Dataset entries:
<<<<

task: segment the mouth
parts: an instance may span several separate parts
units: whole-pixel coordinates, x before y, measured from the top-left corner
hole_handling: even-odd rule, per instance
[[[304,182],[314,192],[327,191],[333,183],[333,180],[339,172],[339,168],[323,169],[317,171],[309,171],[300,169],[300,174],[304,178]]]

>>>>

**Task details:** Write the records out again. Keep every line exactly as it is.

**Solved exercise:**
task: segment the mouth
parts: an instance may span several separate parts
units: whole-pixel coordinates, x before y, measured from the top-left corner
hole_handling: even-odd rule, per instance
[[[304,182],[314,192],[327,191],[333,183],[333,180],[339,172],[339,168],[323,169],[317,171],[309,171],[300,169],[300,174],[304,178]]]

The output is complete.